• Sayfa alıntısı:
################
Emsal Mahkeme Kararı Antalya 4. Asliye Ticaret Mahkemesi 2018/216 E. 2022/250 K. 30.03.2022 T.

Görüntülediğiniz mahkeme kararı henüz kesinleşmemiştir. Yararlı olması amacıyla eklenmiştir.

T.C.
ANTALYA
4. ASLİYE TİCARET MAHKEMESİ

ESAS NO : 2018/216
KARAR NO : 2022/250
DAVA : İtirazın İptali (Ticari Satımdan Kaynaklanan)
DAVA TARİHİ : 10/04/2018
KARAR TARİHİ : 30/03/2022

Mahkememizde görülmekte olan İtirazın İptali (Ticari Satımdan Kaynaklanan) davasının yapılan açık yargılaması sonunda,
GEREĞİ DÜŞÜNÜLDÜ:
A.TALEP:
Davacı vekili , dava dilekçesinde özetle; Davalı borçlu aleyhine icra takibi yapıldığını, borçlunun haksız itirazı üzerine takibin durduğunu, davalının icra dosyasında mevcut olan belgeden mütevellit alışveriş yaptığını ve karşılığında fatura düzenlendiğini, davalının herhangi bir ödemede bulunmadığını, borcun ödenmesi hususunda borçluya ihtarname gönderildiğini, ihtarnameye rağmen borcunu ödemeyen borçlu hakkında D.iş dosyası ile ihtiyati haciz kararı alınarak haciz işlemi yapıldığını, davalının malları teslim aldıktan sonra malları satmaya kullanmış olmasına rağmen borcunu ödemeyip haksız ve kötü niyetli bir şekilde icra itirazda bulunduğunu, iddia ederek, borçlunun normal icra takibini etkisiz bırakması sebebiyle borçlunun menkul ve gayrimenkul malları ile üçüncü kişilerdeki hak ve alacaklarının ihtiyaten haczine karar verilmesine, itirazın iptali ile alacağın tahsiline, İİK gereği davalının en az %20 icra inkar tazminatına mahkum edilmesine, yargılama giderlerinin ve vekalet ücretinin davalı tarafa yüklenmesine karar verilmesini talep etmişlerdir.
################
• Yapılacaklar:
a – Mahkeme kararındaki "Görüntülediğiniz mahkeme kararı henüz kesinleşmemiştir." cümlesini İngilizceye çevirin.
b – Mahkeme kararı metninin, son cümlesinden sonra gelecek devamını yazın.

• Veri parçaları:
################
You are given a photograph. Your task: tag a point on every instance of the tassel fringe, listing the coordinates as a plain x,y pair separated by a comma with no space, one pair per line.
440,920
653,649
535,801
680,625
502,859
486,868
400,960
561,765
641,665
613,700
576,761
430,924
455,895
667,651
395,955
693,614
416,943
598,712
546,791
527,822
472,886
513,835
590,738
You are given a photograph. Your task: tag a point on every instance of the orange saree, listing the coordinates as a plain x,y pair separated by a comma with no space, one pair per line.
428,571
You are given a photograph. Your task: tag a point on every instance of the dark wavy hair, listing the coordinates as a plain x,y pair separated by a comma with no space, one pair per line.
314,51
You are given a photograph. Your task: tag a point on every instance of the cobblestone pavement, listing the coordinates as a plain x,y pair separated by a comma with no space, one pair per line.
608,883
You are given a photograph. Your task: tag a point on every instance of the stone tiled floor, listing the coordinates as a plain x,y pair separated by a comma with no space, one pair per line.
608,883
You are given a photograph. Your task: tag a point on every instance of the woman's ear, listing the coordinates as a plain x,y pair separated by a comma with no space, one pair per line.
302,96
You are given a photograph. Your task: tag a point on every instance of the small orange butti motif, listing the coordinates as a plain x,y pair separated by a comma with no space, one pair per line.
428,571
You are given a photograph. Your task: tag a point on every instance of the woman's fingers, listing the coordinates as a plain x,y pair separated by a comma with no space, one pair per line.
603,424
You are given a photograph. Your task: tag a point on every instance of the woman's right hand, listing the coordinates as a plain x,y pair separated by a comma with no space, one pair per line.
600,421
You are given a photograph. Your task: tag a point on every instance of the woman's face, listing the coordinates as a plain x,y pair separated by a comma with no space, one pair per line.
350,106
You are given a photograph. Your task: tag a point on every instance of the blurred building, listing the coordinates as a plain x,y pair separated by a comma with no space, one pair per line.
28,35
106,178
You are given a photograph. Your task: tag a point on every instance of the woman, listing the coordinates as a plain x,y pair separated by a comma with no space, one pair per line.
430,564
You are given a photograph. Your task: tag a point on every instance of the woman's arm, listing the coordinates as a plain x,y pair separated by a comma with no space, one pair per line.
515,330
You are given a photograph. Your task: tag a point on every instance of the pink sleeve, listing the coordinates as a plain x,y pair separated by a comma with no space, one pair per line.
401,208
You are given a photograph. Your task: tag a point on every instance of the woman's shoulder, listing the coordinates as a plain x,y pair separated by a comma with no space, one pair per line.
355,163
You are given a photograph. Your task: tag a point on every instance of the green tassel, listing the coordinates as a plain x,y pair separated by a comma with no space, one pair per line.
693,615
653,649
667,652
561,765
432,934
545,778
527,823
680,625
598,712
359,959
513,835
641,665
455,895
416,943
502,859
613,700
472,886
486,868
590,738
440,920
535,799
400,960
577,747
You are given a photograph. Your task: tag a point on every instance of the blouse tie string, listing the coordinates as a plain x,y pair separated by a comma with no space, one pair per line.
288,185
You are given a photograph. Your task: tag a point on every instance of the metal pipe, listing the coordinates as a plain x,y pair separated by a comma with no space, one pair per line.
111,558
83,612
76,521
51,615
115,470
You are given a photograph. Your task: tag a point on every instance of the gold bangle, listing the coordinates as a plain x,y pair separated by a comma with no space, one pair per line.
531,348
################
• Yanıtlar:
a – The court decision you are viewing has not yet become final.

b –
B. TARAF TEŞKİLİ:
Bilindiği üzere 01.10.2011 tarihinde yürürlüğe giren 6100 sayılı Hukuk Muhakemeleri Kanununun “Hukuki Dinlenilme Hakkı” başlıklı 27. maddesi uyarınca davanın tarafları, kendi hakları ile bağlantılı olarak hukuki dinlenilme hakkına sahip olup, bu hak, yargılama ile ilgili bilgi sahibi olunmasını da içerir. (H. Pekcanıtez, O. Atalay, M. Özekes, Medeni Usul Hukuku, 11. Bası, 2011, s. 273)(bkz; İNCEOĞLU,Sibel., İnsan Hakları Avrupa Mahkemesi Kararlarında Adil Yargılanma Hakkı, İstanbul 2008, 3. Baskı, s. 260-261)
Bu açıklamalar ışığında, mahkememizce dosyada taraf teşkili sağlanmıştır.
C.CEVAP:
Davalı her hangi bir cevap dilekçesi vermemiş ve böylelikle 6100 sayılı HMK m. 128 gereği, davacının dava dilekçesinde ileri sürdüğü vakıaların tamamını inkâr etmiş sayılmıştır.
D. YARGILAMA SÜRECİ/HUKUKİ NİTELEME/MAHKEME KABULÜ:
Dava, itirazın iptali talebinden ibarettir.
Mahkememizce tarafların ticari defterleri üzerinde bilirkişi incelemesi yaptırılmıştır.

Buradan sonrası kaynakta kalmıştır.